### [PROBLEM REQUIREMENTS]
Copy the entries below word for word, minus the pictures.

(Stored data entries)
--*--

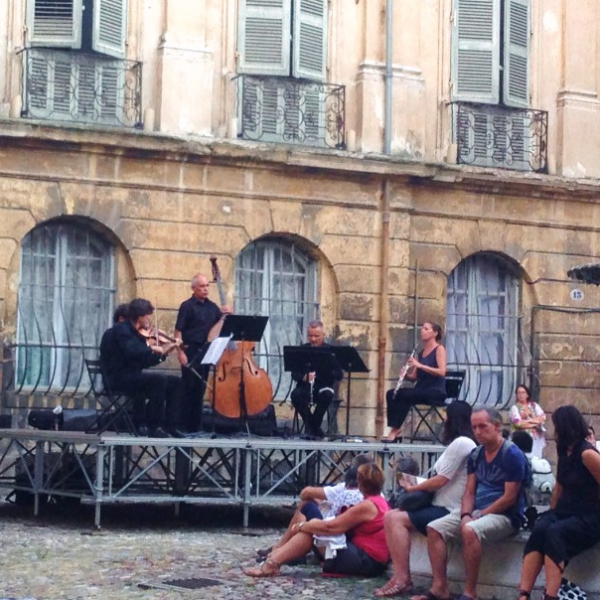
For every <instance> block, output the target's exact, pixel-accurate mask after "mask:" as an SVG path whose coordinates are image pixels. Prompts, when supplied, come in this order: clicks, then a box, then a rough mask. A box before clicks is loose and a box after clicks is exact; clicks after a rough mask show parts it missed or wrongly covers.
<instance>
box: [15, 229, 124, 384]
mask: <svg viewBox="0 0 600 600" xmlns="http://www.w3.org/2000/svg"><path fill="white" fill-rule="evenodd" d="M113 257H114V248H113V247H112V246H111V244H110V243H108V242H107V241H106V240H105V239H103V238H102V236H100V235H99V234H98V233H96V232H94V231H92V230H91V229H90V228H89V227H88V226H87V225H85V224H83V223H81V222H78V221H66V220H65V221H58V222H52V223H47V224H44V225H41V226H39V227H36V228H35V229H33V230H32V231H31V232H29V233H28V234H27V236H26V237H25V238H24V240H23V245H22V250H21V277H20V284H19V296H18V324H17V352H16V361H17V365H16V366H17V370H16V373H17V380H16V385H17V389H18V390H19V389H21V388H23V387H24V388H26V389H28V390H33V391H40V392H44V391H51V390H52V391H57V392H60V391H63V390H69V391H74V390H76V389H77V388H78V387H79V386H80V385H81V381H82V379H83V380H84V381H86V382H87V378H86V377H84V363H83V359H84V356H88V357H89V356H93V357H95V356H96V354H97V352H98V344H99V339H100V336H101V335H102V332H103V331H104V330H105V329H106V327H107V326H108V325H109V323H110V313H111V310H112V305H113V297H114V293H115V289H114V279H115V277H114V258H113ZM86 385H87V384H86Z"/></svg>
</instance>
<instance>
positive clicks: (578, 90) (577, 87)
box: [556, 0, 600, 177]
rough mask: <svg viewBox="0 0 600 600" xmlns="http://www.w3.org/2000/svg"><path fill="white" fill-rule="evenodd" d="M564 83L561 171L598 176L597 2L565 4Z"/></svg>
mask: <svg viewBox="0 0 600 600" xmlns="http://www.w3.org/2000/svg"><path fill="white" fill-rule="evenodd" d="M562 10H563V19H562V22H563V23H564V30H563V32H562V36H563V44H562V53H563V55H562V64H563V72H562V81H561V86H560V89H559V92H558V95H557V99H556V103H557V168H558V172H559V174H561V175H564V176H567V177H598V176H600V163H598V160H597V159H598V150H597V140H598V137H600V101H599V99H598V87H597V76H596V72H597V69H598V64H597V63H598V61H597V48H598V39H597V38H598V25H597V22H598V18H599V17H600V10H599V8H598V3H597V2H596V0H580V1H579V2H569V1H568V0H563V3H562Z"/></svg>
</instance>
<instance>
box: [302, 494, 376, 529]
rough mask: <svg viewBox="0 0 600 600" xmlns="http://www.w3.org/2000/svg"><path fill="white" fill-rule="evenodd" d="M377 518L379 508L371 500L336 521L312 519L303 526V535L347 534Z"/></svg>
mask: <svg viewBox="0 0 600 600" xmlns="http://www.w3.org/2000/svg"><path fill="white" fill-rule="evenodd" d="M376 516H377V507H376V506H375V504H373V502H371V501H370V500H363V501H362V502H359V503H358V504H355V505H354V506H353V507H352V508H349V509H348V510H347V511H346V512H345V513H342V514H341V515H339V516H338V517H336V518H335V519H331V520H329V521H323V520H321V519H311V520H310V521H308V522H307V523H304V525H302V527H301V529H302V532H303V533H312V534H316V535H337V534H340V533H346V532H347V531H350V529H353V528H354V527H356V526H357V525H360V524H361V523H364V522H365V521H370V520H371V519H374V518H375V517H376Z"/></svg>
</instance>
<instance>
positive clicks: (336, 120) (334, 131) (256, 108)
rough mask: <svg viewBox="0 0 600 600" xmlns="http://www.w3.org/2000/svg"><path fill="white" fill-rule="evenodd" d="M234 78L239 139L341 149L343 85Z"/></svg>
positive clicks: (278, 78) (292, 81)
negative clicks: (285, 143)
mask: <svg viewBox="0 0 600 600" xmlns="http://www.w3.org/2000/svg"><path fill="white" fill-rule="evenodd" d="M235 81H236V82H237V85H238V115H239V123H240V125H239V127H240V130H239V136H240V137H241V138H242V139H244V140H256V141H263V142H278V143H287V144H302V145H306V146H318V147H324V148H338V149H343V148H345V141H344V140H345V133H344V127H345V104H346V88H345V86H343V85H335V84H328V83H320V82H314V81H303V80H300V79H293V78H288V77H256V76H248V75H240V76H238V77H237V78H236V80H235Z"/></svg>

--*--

### [TASK ANSWER]
For every <instance> block, output the target's exact, pixel-accurate mask after "mask:" as an SVG path whose coordinates are image pixels. Prompts, when supplied, come in this order: clicks, then a box, then a rough mask. A box before clicks is loose and a box after clicks is exact; clicks after a rough mask show parts it missed or wrongly covers.
<instance>
box: [15, 229, 124, 384]
mask: <svg viewBox="0 0 600 600" xmlns="http://www.w3.org/2000/svg"><path fill="white" fill-rule="evenodd" d="M113 257H114V248H113V247H112V246H111V244H110V243H108V242H107V241H106V240H105V239H103V238H102V236H100V235H99V234H98V233H96V232H94V231H92V230H91V229H90V228H89V227H88V226H87V225H85V224H83V223H81V222H78V221H66V220H65V221H58V222H52V223H47V224H44V225H41V226H39V227H36V228H35V229H33V230H32V231H31V232H29V233H28V234H27V236H26V237H25V238H24V240H23V245H22V250H21V277H20V284H19V296H18V324H17V352H16V361H17V365H16V366H17V370H16V373H17V380H16V385H17V389H18V390H19V389H21V388H23V387H24V388H26V389H28V390H33V391H40V392H44V391H51V390H52V391H57V392H60V391H63V390H69V391H74V390H76V389H77V388H78V387H79V386H80V385H81V381H82V379H83V380H84V381H86V382H87V378H86V377H84V363H83V359H84V356H88V357H89V356H93V357H95V356H96V354H97V352H98V344H99V339H100V336H101V335H102V332H103V331H104V330H105V329H106V327H107V326H108V325H109V323H110V313H111V310H112V305H113V297H114V293H115V289H114V279H115V277H114V258H113ZM86 385H87V384H86Z"/></svg>
</instance>
<instance>
positive clicks: (578, 90) (577, 87)
box: [556, 0, 600, 177]
rough mask: <svg viewBox="0 0 600 600" xmlns="http://www.w3.org/2000/svg"><path fill="white" fill-rule="evenodd" d="M564 83L561 171L598 176L597 2L565 4Z"/></svg>
mask: <svg viewBox="0 0 600 600" xmlns="http://www.w3.org/2000/svg"><path fill="white" fill-rule="evenodd" d="M562 10H563V19H562V22H563V23H564V30H563V32H562V36H563V44H562V53H563V55H562V64H563V72H562V81H561V86H560V89H559V92H558V95H557V99H556V103H557V168H558V172H559V174H561V175H564V176H567V177H598V176H600V163H598V160H597V159H598V150H597V140H598V137H600V101H599V99H598V87H597V76H596V72H597V69H598V64H597V63H598V61H597V48H598V39H597V38H598V25H597V22H598V18H599V17H600V10H599V8H598V3H597V2H596V0H580V1H579V2H569V1H568V0H563V3H562Z"/></svg>
</instance>
<instance>
box: [302, 494, 376, 529]
rough mask: <svg viewBox="0 0 600 600" xmlns="http://www.w3.org/2000/svg"><path fill="white" fill-rule="evenodd" d="M377 518L379 508L371 500L336 521L312 519L303 526V535L347 534Z"/></svg>
mask: <svg viewBox="0 0 600 600" xmlns="http://www.w3.org/2000/svg"><path fill="white" fill-rule="evenodd" d="M376 516H377V507H376V506H375V504H373V502H371V501H370V500H363V501H362V502H359V503H358V504H355V505H354V506H353V507H352V508H349V509H348V510H347V511H346V512H345V513H342V514H341V515H339V516H338V517H336V518H335V519H331V520H329V521H323V520H321V519H311V520H310V521H308V522H307V523H304V525H302V527H301V529H302V532H303V533H312V534H316V535H337V534H340V533H346V532H347V531H350V529H353V528H354V527H356V526H357V525H360V524H361V523H364V522H365V521H370V520H371V519H374V518H375V517H376Z"/></svg>
</instance>
<instance>
positive clicks: (336, 120) (334, 131) (256, 108)
rough mask: <svg viewBox="0 0 600 600" xmlns="http://www.w3.org/2000/svg"><path fill="white" fill-rule="evenodd" d="M234 78L239 139L341 149L343 85Z"/></svg>
positive clicks: (278, 78) (292, 81)
negative clicks: (285, 143)
mask: <svg viewBox="0 0 600 600" xmlns="http://www.w3.org/2000/svg"><path fill="white" fill-rule="evenodd" d="M235 81H236V82H237V85H238V115H239V123H240V125H239V127H240V130H239V136H240V137H241V138H242V139H244V140H256V141H263V142H278V143H287V144H302V145H306V146H318V147H324V148H338V149H343V148H345V141H344V140H345V133H344V127H345V104H346V88H345V86H343V85H335V84H328V83H320V82H314V81H303V80H300V79H293V78H288V77H256V76H248V75H240V76H238V77H237V78H236V80H235Z"/></svg>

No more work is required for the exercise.